[WHAT NEEDS TO BE DONE] Could you repeat the entries below word for word, leaving nothing out?

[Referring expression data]
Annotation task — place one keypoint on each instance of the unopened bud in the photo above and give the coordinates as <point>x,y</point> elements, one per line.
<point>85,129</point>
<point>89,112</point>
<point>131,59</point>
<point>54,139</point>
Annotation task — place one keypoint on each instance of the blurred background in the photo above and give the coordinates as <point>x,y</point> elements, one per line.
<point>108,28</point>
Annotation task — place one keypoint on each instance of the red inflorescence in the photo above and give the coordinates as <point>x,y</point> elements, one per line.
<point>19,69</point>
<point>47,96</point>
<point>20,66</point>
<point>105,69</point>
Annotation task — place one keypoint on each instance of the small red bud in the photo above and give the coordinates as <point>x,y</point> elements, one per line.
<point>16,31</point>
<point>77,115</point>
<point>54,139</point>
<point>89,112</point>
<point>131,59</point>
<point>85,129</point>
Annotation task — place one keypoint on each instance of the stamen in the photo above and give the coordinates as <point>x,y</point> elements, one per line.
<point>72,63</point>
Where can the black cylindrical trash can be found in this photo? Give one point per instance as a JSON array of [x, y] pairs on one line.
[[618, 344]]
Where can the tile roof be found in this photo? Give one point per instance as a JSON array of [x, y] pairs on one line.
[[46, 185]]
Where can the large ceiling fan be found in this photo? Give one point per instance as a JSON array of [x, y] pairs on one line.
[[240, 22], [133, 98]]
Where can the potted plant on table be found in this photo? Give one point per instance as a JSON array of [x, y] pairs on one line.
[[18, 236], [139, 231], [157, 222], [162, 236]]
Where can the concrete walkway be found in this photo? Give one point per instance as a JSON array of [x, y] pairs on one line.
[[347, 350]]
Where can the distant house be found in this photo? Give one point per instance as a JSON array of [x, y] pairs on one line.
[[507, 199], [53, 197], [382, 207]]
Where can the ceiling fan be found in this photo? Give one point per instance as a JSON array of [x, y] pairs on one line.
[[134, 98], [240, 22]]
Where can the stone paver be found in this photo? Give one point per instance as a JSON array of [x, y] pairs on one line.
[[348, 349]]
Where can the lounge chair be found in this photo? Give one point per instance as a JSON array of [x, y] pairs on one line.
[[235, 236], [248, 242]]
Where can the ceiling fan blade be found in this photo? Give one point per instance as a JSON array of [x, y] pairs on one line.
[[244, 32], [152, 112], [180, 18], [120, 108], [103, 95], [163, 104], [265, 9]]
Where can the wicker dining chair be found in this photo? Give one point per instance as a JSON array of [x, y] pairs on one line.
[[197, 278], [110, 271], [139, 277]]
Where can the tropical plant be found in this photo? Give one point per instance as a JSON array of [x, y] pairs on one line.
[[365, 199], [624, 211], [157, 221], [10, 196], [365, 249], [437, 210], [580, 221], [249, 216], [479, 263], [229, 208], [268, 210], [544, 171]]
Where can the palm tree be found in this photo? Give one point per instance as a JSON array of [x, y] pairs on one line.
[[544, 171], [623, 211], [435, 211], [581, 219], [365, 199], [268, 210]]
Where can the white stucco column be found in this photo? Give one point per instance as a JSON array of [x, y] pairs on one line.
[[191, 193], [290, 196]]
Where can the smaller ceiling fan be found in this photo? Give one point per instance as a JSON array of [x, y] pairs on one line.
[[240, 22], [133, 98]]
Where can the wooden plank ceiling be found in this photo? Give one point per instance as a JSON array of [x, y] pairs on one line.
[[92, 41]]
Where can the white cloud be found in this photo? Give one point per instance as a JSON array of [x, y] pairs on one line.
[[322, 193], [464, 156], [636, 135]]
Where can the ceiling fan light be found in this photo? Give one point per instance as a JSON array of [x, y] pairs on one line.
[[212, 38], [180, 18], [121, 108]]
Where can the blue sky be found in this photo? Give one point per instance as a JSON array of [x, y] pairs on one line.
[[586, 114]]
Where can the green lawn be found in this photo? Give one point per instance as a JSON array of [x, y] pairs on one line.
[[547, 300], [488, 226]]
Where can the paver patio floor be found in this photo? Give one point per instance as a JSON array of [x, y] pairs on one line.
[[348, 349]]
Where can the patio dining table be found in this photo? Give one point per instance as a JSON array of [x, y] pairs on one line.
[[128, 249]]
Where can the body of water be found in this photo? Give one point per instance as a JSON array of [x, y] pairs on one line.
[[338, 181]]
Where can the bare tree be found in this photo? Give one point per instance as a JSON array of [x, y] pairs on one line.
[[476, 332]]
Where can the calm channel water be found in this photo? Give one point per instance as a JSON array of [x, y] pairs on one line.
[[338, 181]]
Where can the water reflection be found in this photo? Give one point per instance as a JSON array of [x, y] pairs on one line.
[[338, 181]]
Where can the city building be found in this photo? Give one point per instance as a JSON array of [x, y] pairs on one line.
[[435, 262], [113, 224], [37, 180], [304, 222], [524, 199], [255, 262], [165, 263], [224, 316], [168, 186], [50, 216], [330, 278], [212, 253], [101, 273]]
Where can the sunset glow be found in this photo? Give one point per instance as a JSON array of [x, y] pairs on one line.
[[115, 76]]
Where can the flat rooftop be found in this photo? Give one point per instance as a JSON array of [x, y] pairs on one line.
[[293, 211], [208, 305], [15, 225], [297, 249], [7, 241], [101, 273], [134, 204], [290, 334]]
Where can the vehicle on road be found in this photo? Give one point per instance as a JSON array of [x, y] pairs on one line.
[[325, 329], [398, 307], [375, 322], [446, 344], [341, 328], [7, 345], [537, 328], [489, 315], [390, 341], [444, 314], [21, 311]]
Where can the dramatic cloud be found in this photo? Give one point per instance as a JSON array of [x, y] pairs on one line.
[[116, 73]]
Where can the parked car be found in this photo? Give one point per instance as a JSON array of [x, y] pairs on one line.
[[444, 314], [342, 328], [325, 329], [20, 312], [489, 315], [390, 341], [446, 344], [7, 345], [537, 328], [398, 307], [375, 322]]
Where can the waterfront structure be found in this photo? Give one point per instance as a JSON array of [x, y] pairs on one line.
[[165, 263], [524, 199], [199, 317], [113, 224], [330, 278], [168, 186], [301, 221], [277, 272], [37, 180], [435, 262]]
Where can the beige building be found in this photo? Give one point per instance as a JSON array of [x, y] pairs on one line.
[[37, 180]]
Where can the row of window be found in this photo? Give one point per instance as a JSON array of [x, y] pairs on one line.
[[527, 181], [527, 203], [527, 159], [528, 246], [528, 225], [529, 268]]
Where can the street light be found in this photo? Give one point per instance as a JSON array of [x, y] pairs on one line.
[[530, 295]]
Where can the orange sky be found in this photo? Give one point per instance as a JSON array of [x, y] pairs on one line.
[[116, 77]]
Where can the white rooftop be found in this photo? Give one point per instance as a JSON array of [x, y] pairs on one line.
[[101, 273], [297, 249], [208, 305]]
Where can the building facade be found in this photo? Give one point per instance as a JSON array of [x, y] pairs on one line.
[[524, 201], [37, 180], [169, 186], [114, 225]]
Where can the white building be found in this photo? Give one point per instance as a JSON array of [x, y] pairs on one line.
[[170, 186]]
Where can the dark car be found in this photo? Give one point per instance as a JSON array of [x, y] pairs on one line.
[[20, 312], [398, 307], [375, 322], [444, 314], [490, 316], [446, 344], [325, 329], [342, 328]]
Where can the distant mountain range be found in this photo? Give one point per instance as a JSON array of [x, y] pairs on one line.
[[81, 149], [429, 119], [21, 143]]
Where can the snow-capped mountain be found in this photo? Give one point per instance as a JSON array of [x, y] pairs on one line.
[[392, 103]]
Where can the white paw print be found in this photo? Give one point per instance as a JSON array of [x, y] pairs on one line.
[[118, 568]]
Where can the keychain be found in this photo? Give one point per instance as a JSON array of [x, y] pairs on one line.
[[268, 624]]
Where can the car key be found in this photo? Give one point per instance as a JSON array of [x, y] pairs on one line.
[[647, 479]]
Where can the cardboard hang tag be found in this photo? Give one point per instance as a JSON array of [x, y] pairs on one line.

[EXERCISE RESPONSE]
Annotation task — place one keypoint on each instance of the unopened bud in the photo above and give the coordinates as <point>x,y</point> elements, one per line.
<point>85,129</point>
<point>89,112</point>
<point>131,59</point>
<point>54,139</point>
Annotation task — place one keypoint on each instance of the blurred background in the photo above and give the coordinates as <point>x,y</point> elements, one per line.
<point>108,28</point>
Annotation task — place one keypoint on each instance of the red inflorescence in the photo above and give the coordinates as <point>x,y</point> elements, one per line.
<point>19,69</point>
<point>47,96</point>
<point>20,66</point>
<point>105,69</point>
Annotation task — place one keypoint on each instance of the small red bud in the photo above and give the coordinates as <point>x,y</point> elements, one per line.
<point>16,31</point>
<point>77,115</point>
<point>54,139</point>
<point>89,112</point>
<point>131,59</point>
<point>85,129</point>
Annotation task — place one keypoint on each instance of the stamen in the photo above and give the coordinates as <point>x,y</point> elements, one per line.
<point>72,63</point>
Where can the black cylindrical trash can be found in this photo? Give one point per instance as a JSON array of [x, y] pairs on one line.
[[618, 344]]
Where can the tile roof be found in this photo? Give one point per instance as a JSON array of [x, y] pairs on one line.
[[46, 185]]
Where can the large ceiling fan be found in this photo? Give one point per instance as a JSON array of [x, y] pairs on one line.
[[240, 22], [133, 98]]
Where can the potted plant on table be found in this photo? Give one point per instance as a JSON array of [x, y] pairs on one line.
[[18, 236], [139, 231], [157, 222], [162, 236]]
Where can the concrete walkway be found in this photo? Give one point per instance as a JSON array of [x, y] pairs on one line.
[[347, 350]]
Where can the distant house be found in this photo? Give one point per instance as a JSON array of [x, y] pairs on one line.
[[507, 199], [53, 197], [382, 207]]
Where can the ceiling fan be found in this photo? Give one point per instance as a JSON array of [x, y] pairs on one line.
[[134, 98], [240, 22]]
Where can the stone paver be found in this photo? Give one point per instance as a JSON array of [x, y] pairs on one line.
[[348, 349]]
Where can the lounge chair be found in this photo? Give one point per instance as a JSON array of [x, y] pairs on one line.
[[235, 236], [248, 242]]
Where can the ceiling fan blade be found in this photo? Give one point per instance as a JSON array of [x, y] pairs on one line.
[[244, 32], [152, 112], [180, 18], [120, 108], [103, 95], [163, 104], [265, 9]]
Where can the wicker dining chair be found in this photo? Give one point per instance as a JSON array of [x, y] pairs on one line.
[[197, 278], [110, 271], [139, 277]]
Where can the tropical plant be found in this photo? Give one point per instance as a JSON array of [x, y] pairs on one line.
[[365, 199], [624, 211], [157, 221], [10, 196], [365, 249], [437, 210], [580, 221], [249, 216], [479, 263], [229, 208], [268, 210], [544, 171]]
Where can the palm tree be found in this photo? Give one point per instance as a JSON array of [x, y] pairs on one line.
[[544, 171], [623, 211], [435, 211], [581, 219], [365, 199], [268, 210]]
Where can the white stucco column be found in this photo? Give one point per instance as a JSON array of [x, y] pairs on one line.
[[191, 193], [290, 196]]
Where can the smaller ceiling fan be found in this photo? Give one point per instance as a JSON array of [x, y] pairs on one line.
[[240, 22], [133, 98]]
Where can the wooden plank ceiling be found in this photo? Give one point per instance as a JSON array of [x, y] pairs on one line.
[[92, 41]]
Where can the white cloud be found in this photo? Give one point per instance as a JSON array of [x, y] pairs on one line.
[[322, 193], [464, 156], [636, 135]]
Where can the ceiling fan light be found in this photo? Give one point per instance as a JSON array of [x, y] pairs on one line.
[[212, 38], [180, 18], [121, 108]]
Where can the blue sky be found in this photo? Give one point per instance as a JSON array of [x, y] pairs on one line.
[[586, 114]]
Where can the green lawn be found in this photo? Give one point per instance as a JSON array of [x, y] pairs on one line.
[[547, 300], [488, 226]]
Where can the paver patio floor be found in this photo? Give one point per instance as a JSON array of [x, y] pairs on one line.
[[348, 349]]
Where can the patio dining table be found in this photo? Give one point per instance as a JSON array of [x, y] pairs on one line.
[[128, 249]]
Where can the body of water be found in this photo? Give one point per instance as a JSON array of [x, y] pairs on one line.
[[338, 181]]
Where can the bare tree be found in this photo? Give one point per instance as a JSON array of [x, y] pairs on one line.
[[476, 332]]
Where can the calm channel water be found in this photo? Give one point per instance as a JSON array of [x, y] pairs on one line.
[[338, 181]]
Where can the water reflection be found in this photo? Give one point per instance as a JSON array of [x, y] pairs on one line.
[[338, 181]]
Where can the city building be found in this photo? Give one point per instance as a JSON array of [x, y] pairs on one line.
[[435, 262], [113, 224], [37, 180], [304, 222], [524, 199], [255, 262], [165, 263], [224, 316], [168, 186], [50, 216], [330, 278], [212, 253], [101, 273]]
Where can the sunset glow be found in this photo? Give one point per instance as a JSON array of [x, y] pairs on one line.
[[115, 76]]
Where can the flat rooftop be found in this photo? Give one point per instance as a JSON array of [x, y] pairs on one line.
[[293, 211], [208, 305], [15, 225], [297, 249], [7, 241], [101, 273], [134, 204], [290, 334]]
Where can the vehicle on road be found in this photo? Give one point per instance as a JSON array of [x, y] pairs on one line.
[[325, 329], [398, 307], [375, 322], [446, 344], [341, 328], [7, 345], [537, 328], [489, 315], [390, 341], [444, 314], [21, 311]]
Where can the dramatic cloud be found in this photo? Give one point per instance as a JSON array of [x, y] pairs on one line.
[[116, 73]]
Where can the parked car be found in this photo? Give one point per instance as a JSON array of [x, y] pairs on one line.
[[444, 314], [342, 328], [325, 329], [20, 312], [489, 315], [390, 341], [446, 344], [7, 345], [537, 328], [398, 307], [375, 322]]
Where can the waterfront structure be found in this photo? Give one point per instance as a JSON array of [x, y] pairs on one line.
[[165, 263], [524, 199], [199, 317], [113, 224], [330, 278], [168, 186], [301, 221], [277, 272], [37, 180], [435, 262]]
Where can the beige building be found in this photo? Give one point per instance as a JSON array of [x, y] pairs on one line.
[[37, 180]]
Where can the row of window be found in this photo? Give one point per instance as a JSON array of [x, y] pairs on one line.
[[527, 181], [527, 203], [527, 159], [528, 246], [528, 225], [529, 268]]
Where can the street light be found in this photo? Give one point per instance as a JSON array of [x, y] pairs on one line.
[[530, 295]]
Where can the orange sky be found in this photo? Give one point per instance as a JSON array of [x, y] pairs on one line.
[[116, 77]]
Where can the white rooftop be found in this photo? Give one point per instance as a JSON array of [x, y] pairs on one line.
[[101, 273], [297, 249], [208, 305]]
Where can the building facade be found in this photo? Give one point per instance as a JSON array of [x, y] pairs on one line.
[[524, 201], [37, 180], [169, 186], [114, 225]]
Where can the white building be found in this photo? Give one point per instance as a JSON array of [x, y] pairs on one line.
[[170, 186]]
Where can the dark car be found in this photo? Give one point per instance as a JSON array of [x, y] pairs on one line.
[[20, 312], [398, 307], [375, 322], [444, 314], [490, 316], [446, 344], [325, 329], [342, 328]]
Where can the distant mountain range be found in this photo? Give one point per instance as a JSON array of [x, y] pairs on one line.
[[81, 149], [429, 119], [21, 143]]
Where can the snow-capped mountain be found in this photo? Give one point per instance as a JSON array of [x, y] pairs on one line.
[[392, 103]]
Where can the white paw print be found in this photo? Give one point per instance as a JSON array of [x, y] pairs on one line.
[[118, 568]]
Where can the keychain be found in this photo? Give one point per instance as a JSON array of [x, y] pairs on one line.
[[268, 624]]
Where can the car key be found in this photo? Give one point per instance as a JSON array of [x, y] pairs on one line.
[[647, 479]]
Where can the cardboard hang tag be found in this photo? Give one point per instance as a JSON array of [x, y] pairs on one line.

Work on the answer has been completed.